From the line that contains "Identify every side" to the last line of the entries, set down each line exactly as written, both ends included, with nothing else.

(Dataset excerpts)
*** Begin section ***

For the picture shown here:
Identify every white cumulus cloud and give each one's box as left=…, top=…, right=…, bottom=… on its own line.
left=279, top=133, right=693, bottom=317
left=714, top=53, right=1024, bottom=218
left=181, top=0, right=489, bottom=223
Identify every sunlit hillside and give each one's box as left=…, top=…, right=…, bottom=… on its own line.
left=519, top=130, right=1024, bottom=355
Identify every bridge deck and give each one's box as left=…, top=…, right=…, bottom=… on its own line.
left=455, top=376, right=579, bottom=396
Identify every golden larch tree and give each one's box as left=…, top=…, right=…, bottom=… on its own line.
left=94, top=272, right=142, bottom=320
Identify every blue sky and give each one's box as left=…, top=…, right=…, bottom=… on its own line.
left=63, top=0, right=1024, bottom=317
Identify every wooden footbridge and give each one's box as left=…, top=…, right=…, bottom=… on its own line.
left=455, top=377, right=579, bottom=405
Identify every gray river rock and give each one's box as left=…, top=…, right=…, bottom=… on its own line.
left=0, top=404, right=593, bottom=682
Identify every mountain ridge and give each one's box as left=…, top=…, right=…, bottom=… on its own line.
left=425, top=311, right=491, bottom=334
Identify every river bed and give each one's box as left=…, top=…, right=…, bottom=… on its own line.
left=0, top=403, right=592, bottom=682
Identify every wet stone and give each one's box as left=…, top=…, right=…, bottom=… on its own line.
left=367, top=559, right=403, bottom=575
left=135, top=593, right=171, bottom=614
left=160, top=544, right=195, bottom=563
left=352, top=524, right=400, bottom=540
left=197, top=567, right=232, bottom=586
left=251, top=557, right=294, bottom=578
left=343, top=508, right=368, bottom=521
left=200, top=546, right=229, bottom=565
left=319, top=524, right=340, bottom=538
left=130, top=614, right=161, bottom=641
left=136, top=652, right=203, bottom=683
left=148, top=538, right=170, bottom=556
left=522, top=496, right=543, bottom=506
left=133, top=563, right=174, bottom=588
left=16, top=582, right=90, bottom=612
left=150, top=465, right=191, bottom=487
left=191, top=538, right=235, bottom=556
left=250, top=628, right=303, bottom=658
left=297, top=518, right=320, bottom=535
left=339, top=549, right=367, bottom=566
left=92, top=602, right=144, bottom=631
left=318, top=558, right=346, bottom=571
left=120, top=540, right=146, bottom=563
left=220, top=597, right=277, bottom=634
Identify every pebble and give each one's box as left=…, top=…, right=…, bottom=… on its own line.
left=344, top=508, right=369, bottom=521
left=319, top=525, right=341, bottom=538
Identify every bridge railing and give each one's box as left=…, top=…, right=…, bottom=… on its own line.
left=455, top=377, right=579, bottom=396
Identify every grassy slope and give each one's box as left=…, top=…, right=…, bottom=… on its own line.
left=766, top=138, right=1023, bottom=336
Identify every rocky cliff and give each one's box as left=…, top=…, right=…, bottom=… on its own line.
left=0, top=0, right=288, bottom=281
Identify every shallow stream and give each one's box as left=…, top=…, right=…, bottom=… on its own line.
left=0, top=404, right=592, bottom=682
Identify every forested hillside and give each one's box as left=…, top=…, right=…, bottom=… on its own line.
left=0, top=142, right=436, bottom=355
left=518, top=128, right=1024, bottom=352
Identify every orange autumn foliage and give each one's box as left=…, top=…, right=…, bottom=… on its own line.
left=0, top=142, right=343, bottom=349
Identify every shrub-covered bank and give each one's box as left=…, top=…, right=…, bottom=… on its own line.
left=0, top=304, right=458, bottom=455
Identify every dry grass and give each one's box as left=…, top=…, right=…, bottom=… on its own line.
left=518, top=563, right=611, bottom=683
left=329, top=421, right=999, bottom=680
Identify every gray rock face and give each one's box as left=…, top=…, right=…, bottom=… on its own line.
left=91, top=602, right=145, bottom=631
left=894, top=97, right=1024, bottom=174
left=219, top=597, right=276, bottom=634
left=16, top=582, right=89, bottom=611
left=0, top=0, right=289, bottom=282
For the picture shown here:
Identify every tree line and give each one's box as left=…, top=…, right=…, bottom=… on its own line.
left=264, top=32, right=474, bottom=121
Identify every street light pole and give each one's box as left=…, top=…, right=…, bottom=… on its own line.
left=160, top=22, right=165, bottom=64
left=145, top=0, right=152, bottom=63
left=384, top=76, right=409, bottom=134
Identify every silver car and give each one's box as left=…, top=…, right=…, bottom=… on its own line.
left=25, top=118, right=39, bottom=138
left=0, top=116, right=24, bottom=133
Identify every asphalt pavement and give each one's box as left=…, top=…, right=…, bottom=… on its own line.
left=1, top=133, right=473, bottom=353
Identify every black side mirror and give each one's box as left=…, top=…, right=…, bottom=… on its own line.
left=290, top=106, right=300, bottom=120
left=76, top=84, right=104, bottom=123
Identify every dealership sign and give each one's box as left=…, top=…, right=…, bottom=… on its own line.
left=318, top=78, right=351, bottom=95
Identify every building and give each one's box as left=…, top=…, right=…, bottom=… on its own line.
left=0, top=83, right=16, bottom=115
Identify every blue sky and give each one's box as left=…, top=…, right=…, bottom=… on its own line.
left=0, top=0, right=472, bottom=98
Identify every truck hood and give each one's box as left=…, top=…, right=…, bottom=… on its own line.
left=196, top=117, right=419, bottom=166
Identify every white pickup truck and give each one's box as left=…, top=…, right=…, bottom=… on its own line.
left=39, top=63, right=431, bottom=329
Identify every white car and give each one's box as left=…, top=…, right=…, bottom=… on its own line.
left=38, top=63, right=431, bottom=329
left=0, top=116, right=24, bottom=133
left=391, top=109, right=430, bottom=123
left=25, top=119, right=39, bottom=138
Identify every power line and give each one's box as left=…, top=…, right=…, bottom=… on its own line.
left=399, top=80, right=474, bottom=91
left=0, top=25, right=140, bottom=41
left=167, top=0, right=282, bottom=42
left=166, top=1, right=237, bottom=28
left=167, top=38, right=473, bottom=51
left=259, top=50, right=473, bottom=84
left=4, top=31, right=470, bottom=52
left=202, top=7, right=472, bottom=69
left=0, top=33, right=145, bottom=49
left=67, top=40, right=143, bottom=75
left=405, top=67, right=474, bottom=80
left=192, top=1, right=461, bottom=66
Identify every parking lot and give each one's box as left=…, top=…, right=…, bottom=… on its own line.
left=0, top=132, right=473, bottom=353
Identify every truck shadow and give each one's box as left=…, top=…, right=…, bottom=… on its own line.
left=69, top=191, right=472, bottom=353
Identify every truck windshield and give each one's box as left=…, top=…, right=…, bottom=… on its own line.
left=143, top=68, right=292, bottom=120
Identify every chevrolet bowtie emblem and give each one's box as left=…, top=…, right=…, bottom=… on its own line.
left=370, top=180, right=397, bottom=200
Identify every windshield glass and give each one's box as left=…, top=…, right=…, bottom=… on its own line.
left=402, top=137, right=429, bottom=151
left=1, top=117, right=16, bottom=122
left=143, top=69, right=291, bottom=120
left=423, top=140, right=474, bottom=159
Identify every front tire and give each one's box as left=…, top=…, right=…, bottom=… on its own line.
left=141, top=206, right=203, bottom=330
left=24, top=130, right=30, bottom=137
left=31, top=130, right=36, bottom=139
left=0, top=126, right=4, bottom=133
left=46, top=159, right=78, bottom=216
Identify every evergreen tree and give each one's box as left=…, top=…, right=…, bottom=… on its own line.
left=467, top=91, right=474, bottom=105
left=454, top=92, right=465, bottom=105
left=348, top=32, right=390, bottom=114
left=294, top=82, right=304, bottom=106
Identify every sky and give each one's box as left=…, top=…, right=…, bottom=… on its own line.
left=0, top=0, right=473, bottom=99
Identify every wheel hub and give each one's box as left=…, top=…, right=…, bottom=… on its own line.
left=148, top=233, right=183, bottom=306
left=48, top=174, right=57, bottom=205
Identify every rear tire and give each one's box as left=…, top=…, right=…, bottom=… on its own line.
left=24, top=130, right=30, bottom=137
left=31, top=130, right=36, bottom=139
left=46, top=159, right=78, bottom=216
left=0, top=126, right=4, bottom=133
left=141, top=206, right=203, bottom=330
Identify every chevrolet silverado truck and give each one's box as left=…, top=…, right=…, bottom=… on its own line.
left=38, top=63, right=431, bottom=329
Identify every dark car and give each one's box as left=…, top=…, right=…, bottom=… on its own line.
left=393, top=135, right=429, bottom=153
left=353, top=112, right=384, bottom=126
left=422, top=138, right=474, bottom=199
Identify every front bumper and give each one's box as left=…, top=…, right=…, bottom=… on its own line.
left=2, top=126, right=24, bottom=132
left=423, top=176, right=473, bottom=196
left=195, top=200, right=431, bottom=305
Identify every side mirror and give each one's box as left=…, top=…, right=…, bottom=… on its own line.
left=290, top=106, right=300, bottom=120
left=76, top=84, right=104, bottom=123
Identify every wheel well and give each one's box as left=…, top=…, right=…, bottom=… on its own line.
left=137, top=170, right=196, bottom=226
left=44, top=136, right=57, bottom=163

*** End section ***

◆ **WRITTEN SOLUTION**
Identify every side mirror and give each one's box as left=…, top=…, right=…, bottom=… on its own line.
left=290, top=106, right=300, bottom=120
left=76, top=84, right=104, bottom=123
Identify every wheel well and give each one's box as left=…, top=…, right=…, bottom=… on its own line.
left=137, top=170, right=196, bottom=226
left=44, top=136, right=57, bottom=163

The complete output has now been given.